*What the task requires*
Set down the records once more, please, exactly and with the pictures left out.

=-=-=-=-=

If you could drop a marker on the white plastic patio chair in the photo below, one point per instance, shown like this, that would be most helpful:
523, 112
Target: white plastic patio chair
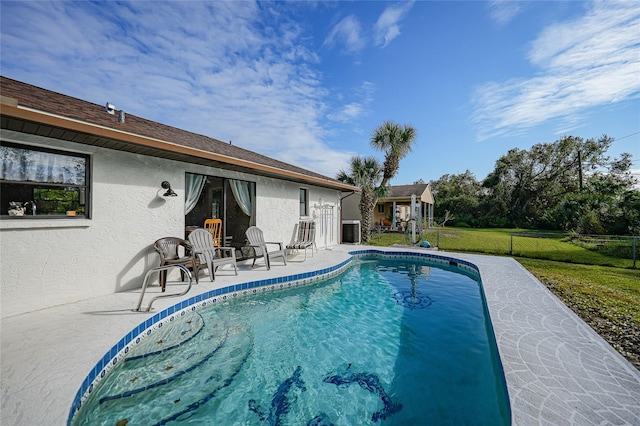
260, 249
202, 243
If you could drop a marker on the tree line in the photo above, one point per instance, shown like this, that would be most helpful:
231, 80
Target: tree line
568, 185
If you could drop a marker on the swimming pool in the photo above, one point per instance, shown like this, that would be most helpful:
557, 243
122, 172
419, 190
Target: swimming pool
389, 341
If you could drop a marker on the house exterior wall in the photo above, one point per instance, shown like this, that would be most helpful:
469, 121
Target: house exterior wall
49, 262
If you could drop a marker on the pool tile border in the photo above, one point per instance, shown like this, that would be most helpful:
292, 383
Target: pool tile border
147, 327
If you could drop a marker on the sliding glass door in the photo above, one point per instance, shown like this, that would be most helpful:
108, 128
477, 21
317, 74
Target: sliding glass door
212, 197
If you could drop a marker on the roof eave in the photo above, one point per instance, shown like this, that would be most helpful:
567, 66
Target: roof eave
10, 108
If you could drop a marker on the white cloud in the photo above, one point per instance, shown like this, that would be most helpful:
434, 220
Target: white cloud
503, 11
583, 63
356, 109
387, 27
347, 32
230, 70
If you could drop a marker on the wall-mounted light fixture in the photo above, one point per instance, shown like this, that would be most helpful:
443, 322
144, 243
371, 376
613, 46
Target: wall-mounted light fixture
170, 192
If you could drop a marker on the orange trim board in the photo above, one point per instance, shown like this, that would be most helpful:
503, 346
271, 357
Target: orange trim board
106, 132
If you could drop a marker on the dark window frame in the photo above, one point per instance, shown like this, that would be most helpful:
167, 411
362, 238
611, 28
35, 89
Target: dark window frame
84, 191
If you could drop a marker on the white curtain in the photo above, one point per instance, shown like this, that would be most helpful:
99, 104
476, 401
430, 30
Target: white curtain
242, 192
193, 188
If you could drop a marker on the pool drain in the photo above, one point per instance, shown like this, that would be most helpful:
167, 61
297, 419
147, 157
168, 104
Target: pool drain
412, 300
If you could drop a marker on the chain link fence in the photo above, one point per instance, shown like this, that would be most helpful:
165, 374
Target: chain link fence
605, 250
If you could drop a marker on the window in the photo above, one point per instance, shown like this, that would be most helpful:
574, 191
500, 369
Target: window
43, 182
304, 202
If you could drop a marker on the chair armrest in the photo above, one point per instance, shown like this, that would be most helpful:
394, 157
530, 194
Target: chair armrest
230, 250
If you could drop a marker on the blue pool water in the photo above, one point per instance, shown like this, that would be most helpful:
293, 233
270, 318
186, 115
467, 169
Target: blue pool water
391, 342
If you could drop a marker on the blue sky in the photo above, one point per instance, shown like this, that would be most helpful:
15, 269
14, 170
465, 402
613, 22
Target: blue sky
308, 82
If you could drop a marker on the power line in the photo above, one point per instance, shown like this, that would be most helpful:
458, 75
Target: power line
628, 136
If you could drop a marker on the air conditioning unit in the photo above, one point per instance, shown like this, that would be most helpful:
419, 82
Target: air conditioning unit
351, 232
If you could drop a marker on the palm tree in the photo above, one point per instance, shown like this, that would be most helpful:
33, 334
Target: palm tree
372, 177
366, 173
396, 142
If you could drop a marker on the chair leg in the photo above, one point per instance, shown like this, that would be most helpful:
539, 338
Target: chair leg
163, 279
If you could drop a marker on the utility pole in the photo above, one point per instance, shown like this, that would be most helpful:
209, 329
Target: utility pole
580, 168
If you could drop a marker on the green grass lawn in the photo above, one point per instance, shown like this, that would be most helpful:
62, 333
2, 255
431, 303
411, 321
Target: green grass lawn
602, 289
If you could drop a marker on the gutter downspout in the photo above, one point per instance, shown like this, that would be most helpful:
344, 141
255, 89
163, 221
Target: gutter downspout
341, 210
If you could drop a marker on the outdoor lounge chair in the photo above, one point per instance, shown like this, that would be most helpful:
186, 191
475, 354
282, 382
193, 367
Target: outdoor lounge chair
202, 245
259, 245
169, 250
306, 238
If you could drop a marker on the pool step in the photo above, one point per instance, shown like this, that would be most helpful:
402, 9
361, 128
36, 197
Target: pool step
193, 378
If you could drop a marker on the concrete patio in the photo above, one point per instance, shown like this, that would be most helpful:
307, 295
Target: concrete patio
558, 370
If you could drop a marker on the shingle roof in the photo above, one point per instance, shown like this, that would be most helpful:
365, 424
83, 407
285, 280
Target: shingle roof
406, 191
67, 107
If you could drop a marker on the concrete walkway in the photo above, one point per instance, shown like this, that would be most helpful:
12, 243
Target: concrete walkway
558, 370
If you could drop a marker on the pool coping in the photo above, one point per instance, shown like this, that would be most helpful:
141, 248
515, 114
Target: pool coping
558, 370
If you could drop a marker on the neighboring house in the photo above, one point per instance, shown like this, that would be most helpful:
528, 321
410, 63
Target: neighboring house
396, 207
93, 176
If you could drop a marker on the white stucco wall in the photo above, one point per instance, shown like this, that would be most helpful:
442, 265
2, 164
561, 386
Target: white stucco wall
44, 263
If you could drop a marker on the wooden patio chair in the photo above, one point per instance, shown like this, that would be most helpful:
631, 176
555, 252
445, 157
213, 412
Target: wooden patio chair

=-=-=-=-=

*Worked solution*
If you could drop a marker on the white plastic patio chair in the photo below, one point per instance, shown like this, that would be most helpful:
523, 112
Target: white plastic patio chair
260, 249
202, 243
If you could drop a marker on the tree line in the photo above, one point per instance, shown like this, that would be most helpful:
231, 80
Target: tree line
568, 185
If you could drop a marker on the swimming pool in the photo above, one point per instance, shown like this, that would be most helpful:
557, 243
122, 172
419, 190
Target: swimming pool
389, 341
If you could drop a marker on the house exterior wall in the photo above, one point per instance, shown like this, that would be most helpful:
469, 121
Target: house exterior wall
49, 262
If you could drop a marker on the pool tile border in the photo above, one point per instance, shown like this, that would be most helpful:
292, 383
Target: pool tile border
147, 327
If you could drop a marker on the sliding glass door in the photo above, one point per instance, shown like this, that would be most helpful:
108, 128
477, 21
317, 74
Target: sliding glass door
212, 197
If you could drop a marker on the roof eave in the photo above, one point per instance, shown like this, that would be most helpful:
567, 66
Target: roof eave
10, 108
If you could drop a marker on the white cloud in the photo above, one point per instance, shown like this, that would be most helpful:
434, 220
Target: white cloud
503, 11
583, 63
356, 109
387, 27
347, 32
230, 70
If you could drop a marker on the wall-mounted light fixture in the photo above, one point per instance, shown like this, that would be most helpful:
443, 322
144, 243
371, 376
613, 46
Target: wall-mounted light fixture
170, 192
If you could drop a marker on the orange trim board in the photo above, one point per instance, shown like this, that would be most helpful:
503, 346
271, 357
Target: orange trim board
106, 132
If you could drop a marker on the dark window frame in the photo above, one point per instance, shown like this, that would be most helpful:
167, 411
362, 238
611, 28
35, 89
Target: dark window frame
84, 191
If you could drop a marker on the white curtain in the photo above, one point per instance, shown like this, that would be most helpful:
99, 104
476, 401
430, 30
Target: white curtain
242, 192
193, 188
If you could drop a marker on the pool drain in the photo above, one point per instance, shown like this, that would be most helpful:
167, 61
297, 419
147, 157
168, 104
Target: pool drain
412, 300
If you could drop a marker on the chain link fence in the photo above, one point per instance, shown like this, that would be most helpful:
165, 374
Target: chain link fence
605, 250
If you could drop a marker on the window in the photo above, one point per instance, shown like this, that would be most helpful:
574, 191
500, 369
Target: window
43, 182
304, 202
If you could drop a marker on the chair armrest in the photo above, one point per instance, shown like this, that would be most helpful:
394, 157
530, 194
Target: chair armrest
230, 250
If you could drop a marker on the blue pool water in the photo above, one point per instance, shown like this, that would be most helpful:
293, 233
270, 318
186, 115
467, 169
Target: blue pool water
391, 342
If you could drop a marker on the blue sky in the photo above, one point per instance, shown like this, that would be most helpful:
15, 269
14, 170
465, 402
613, 22
Target: blue sky
308, 82
If you could drop a marker on the power line in the photo above, one point per instance, shown like this, that would be most helpful:
458, 75
Target: power line
628, 136
If you could drop a marker on the air conditioning unit in the photo above, one point per instance, shown like this, that would be most helpful:
419, 82
Target: air conditioning unit
351, 232
If you could drop a marker on the palm tree in the photo above, one point per instance, shown like this, that would be most helpful:
33, 334
Target: palm tree
372, 177
366, 173
396, 142
If you could drop a marker on the chair leg in the photo above, one point per instance, shown like this, that would be most helpful:
539, 338
Target: chair leg
163, 279
If you could drop a marker on the utility pole in the photo above, one point per instance, shown like this, that would be most helpful:
209, 329
Target: utility pole
580, 168
If you could drop a marker on the green grass lawn in the photo above, one point per instance, shown like this, that would be most helpful:
62, 333
2, 255
431, 303
411, 321
Target: green grass lawn
602, 289
If you could drop a marker on the gutter downspout in the photo above, one point per instance, shown like this, that would be most helpful:
344, 141
255, 89
163, 221
Target: gutter downspout
341, 210
If you could drop a marker on the outdoor lounge chair in the photo above, one point per instance, shown like this, that would be most helpful:
186, 191
475, 354
282, 382
193, 367
Target: outdoor lounge chair
202, 245
259, 245
169, 250
306, 238
If you could drop a marker on the pool step in the photo above, one point per instance, shown like this, that would be most helpful:
402, 9
361, 128
36, 197
Target: pool step
193, 378
If you could drop a marker on the concrete patio in the photo above, one point per instance, shown like this, that would be most helpful:
307, 295
Target: concrete patio
558, 370
If you could drop a marker on the shingle roof in the photo above, one point per instance, shown like this, that would be most helpful:
365, 424
83, 407
285, 280
Target: shingle roof
406, 191
67, 107
If you could drop a marker on the concrete walkway in the photo above, one point per instance, shown like this, that would be most helpful:
12, 243
Target: concrete walkway
558, 370
If you could drop a marker on the pool coping in the photo above, one point per instance, shown like this, that would be most helpful:
141, 248
515, 114
Target: pool coping
558, 370
If you could drop a marker on the neighboring house in the photo above, one point per instance, shown like this, that would be most helpful:
528, 321
410, 63
Target: neighboring house
396, 207
93, 176
If you could drop a marker on the white stucco wall in the photo above, one point per instance, shown like this, that would be most helpful:
442, 265
2, 164
561, 386
Target: white stucco wall
44, 263
If you could drop a marker on the wooden patio chair in the photo above, one point per instance, shown like this, that would be most helpful:
631, 176
555, 252
445, 157
213, 412
Target: wooden patio chair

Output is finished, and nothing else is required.